La comunità cittadina precapitalistica e antifeudale era il prodotto di una storia che aveva visto sconvolgimenti immani, lotte di popoli lungo tutta l'Europa e, di conseguenza, spostamento di popoli dalla caduta dell'Impero Romano in poi. Il tessuto urbano ricalcava la struttura sociale delle "fabbriche" e dei mestieri ed era un tutto organico con la popolazione, pur divisa tra borghesi, artigiani, garzoni, servi. Nessun esperimento comunitario, oggi, può ricalcare la storia millenaria dei borghi. Né può fondarsi su modelli utopistici, nell'epoca del superamento pratico dell'utopia. E allora si fonda sulla cultura umanistica, come dice non solo l'imprenditore del borgo umbro. Ecco perciò i nuovi umanisti assoldare "esperti" che si dedicano alla "lettura del territorio" per plasmarlo a "misura d'uomo". Ma, e ci riferiamo a un nostro classico testo, lo leggono come il gangster legge le mazzette del malloppo. I restauri urbani dalle pretese filologiche, al di là delle illusioni dei singoli, sono sempre dettati da pura speculazione; hanno sempre come obiettivo non l'umanità vivente ed operante ma la realizzazione di precisi interessi privati. Le abbiamo viste le città morte degli ultrafamosi architetti; le abbiamo lette le loro vertiginose acrobazie teoretiche per giustificare indifferentemente l'insardinamento degli umani o il vuoto invivibile; abbiamo visto che fine hanno fatto le New Town e le Città Giardino, divenute subito oggetto di crescita tentacolare dei suburbi, l'esatto contrario per cui erano state concepite. In buona fede, per carità.

Un esperimento campione di fabbrica umanista in grande fu la Olivetti, il cui proprietario aveva persino fondato un movimento politico, chiamato, guarda caso, Comunità. E l'aveva firmato col nome di famosi sociologi, economisti, architetti, urbanisti, i migliori cantori della società borghese. Il borghese era un tempo uomo libero, e libero era il possessore di un'arte (mestiere) che dal borghese veniva assoldato. Oggi il borghese non è solo schiavo del capitale ma superfluo, essendo ovunque sostituito da funzionari stipendiati del Capitale. L'unica forza-lavoro esistente sul mercato è quella operaia, e nessuno è libero, essendo tutti soggetti al disegno della città capitalistica, cumulo anarchico di lavoro passato, non-comunità, perché la polis attuale è lo Stato. E architetti, urbanisti e sociologi, non possono che essere trasmettitori dell'ideologia dominante, della cultura, appunto. Stravolgono il significato di progetto, che per noi è programma, rovesciamento della prassi, opera dal risultato voluto, perché non possono che disegnare quel che questa società gli commissiona nel suo anarchico crescere riuscendo persino a cavarne teorie.

- COMPITI -
**a.** Traduci in inglese questa frase del brano sulla città capitalistica: "Nessun esperimento comunitario, oggi, può ricalcare la storia millenaria dei borghi."
**b.** Prosegui il brano sulla città capitalistica a partire dalla sua ultima frase.

- DATI FORNITI -

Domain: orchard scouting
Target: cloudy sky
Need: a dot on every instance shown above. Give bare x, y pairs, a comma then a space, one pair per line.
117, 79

- RISPOSTE -
**a.** No community experiment today can replicate the thousand-year history of the old towns.

**b.**
Romolo non fu né architetto, né urbanista creativo, né sociologo: afferrò l'aratro e mosse i buoi a tracciare l'area sacra di Roma secondo quel che gli dettavano archetipi sociali rispetto alla futura comunità; il mito sacrificale comportò che uccidesse suo fratello perché aveva schernito tale disegno. Le città crebbero modellate dal terreno, dalle strade, dai nemici che richiedevano fortificazioni e dagli dei che pretendevano templi, ma soprattutto dal lavoro degli uomini che l'abitavano, a cominciare dalle opere di utilità comune. Nessuna comunità odierna può muovere forze simili a quelle che eressero piramidi, acropoli e cattedrali. Marx disse nel Manifesto che la borghesia ha innalzato ben altro che piramidi: è vero, ma nel regno dell'applicazione della scienza alla produzione, della socializzazione massima del lavoro, della estensione planetaria della produzione, delle comunicazioni, dei traffici. Oggi l'equivalente delle grandi piramidi e delle altre grandi realizzazioni del passato è impensabile perché non esiste una comunità che tutta intera si mobiliti allo scopo. Oggi le opere pubbliche non scalfiscono la proprietà individuale, e quelle private sono, appunto, opere di cui la comunità è privata. Oggi ogni operazione sociale si chiama investimento.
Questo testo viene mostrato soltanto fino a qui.